DIRECTIONS: Would you count how many lines of the material below hold the string "plate"? Give only the number.

EXERCISE DATA:
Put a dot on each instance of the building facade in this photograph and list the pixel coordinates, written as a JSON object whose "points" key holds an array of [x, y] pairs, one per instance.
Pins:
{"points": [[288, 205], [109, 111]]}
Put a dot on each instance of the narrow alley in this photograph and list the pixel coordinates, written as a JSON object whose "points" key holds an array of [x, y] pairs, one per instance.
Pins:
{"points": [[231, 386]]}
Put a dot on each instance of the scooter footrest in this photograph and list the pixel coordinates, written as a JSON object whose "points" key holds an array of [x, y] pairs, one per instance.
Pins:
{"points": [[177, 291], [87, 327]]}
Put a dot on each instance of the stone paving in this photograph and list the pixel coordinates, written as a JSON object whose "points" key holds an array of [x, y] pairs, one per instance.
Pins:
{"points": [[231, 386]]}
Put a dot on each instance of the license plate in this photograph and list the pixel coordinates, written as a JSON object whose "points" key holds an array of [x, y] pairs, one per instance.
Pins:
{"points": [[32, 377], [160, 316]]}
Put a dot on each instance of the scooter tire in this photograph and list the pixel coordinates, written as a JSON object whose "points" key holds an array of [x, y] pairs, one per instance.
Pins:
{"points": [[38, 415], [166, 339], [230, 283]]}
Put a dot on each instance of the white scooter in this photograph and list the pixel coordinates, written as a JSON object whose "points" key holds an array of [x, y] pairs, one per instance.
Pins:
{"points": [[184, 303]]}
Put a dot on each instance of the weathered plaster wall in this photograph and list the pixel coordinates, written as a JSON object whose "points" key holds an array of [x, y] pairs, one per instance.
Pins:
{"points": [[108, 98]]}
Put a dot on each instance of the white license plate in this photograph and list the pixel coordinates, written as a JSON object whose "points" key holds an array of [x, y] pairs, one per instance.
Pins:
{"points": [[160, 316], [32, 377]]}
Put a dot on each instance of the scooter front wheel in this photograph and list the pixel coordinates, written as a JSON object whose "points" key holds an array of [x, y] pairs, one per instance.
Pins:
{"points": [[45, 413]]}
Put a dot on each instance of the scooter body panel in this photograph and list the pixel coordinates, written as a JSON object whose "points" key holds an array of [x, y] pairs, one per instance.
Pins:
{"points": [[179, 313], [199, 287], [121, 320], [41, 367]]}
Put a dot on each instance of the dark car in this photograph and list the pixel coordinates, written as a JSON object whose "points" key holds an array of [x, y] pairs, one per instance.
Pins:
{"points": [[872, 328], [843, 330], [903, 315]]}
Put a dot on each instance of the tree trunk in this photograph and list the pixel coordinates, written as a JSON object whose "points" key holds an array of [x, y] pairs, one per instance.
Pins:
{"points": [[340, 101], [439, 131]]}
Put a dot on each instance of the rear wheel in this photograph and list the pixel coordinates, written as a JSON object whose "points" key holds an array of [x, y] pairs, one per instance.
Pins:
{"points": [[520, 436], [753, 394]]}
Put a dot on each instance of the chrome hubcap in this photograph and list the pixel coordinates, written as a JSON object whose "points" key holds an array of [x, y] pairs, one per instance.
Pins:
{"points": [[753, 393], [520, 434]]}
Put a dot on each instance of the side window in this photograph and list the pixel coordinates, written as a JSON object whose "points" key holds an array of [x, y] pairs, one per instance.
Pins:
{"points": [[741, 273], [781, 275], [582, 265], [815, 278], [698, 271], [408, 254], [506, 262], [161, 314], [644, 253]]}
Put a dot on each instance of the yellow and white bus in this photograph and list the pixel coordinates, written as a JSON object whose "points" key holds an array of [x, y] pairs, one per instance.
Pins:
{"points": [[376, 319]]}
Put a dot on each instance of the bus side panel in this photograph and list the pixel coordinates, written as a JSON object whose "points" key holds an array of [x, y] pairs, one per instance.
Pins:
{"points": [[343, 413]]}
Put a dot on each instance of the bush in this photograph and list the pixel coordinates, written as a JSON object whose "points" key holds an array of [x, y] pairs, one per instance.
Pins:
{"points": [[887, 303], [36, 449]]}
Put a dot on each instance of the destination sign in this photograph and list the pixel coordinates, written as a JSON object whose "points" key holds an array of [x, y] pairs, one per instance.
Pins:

ANSWER AREA: 2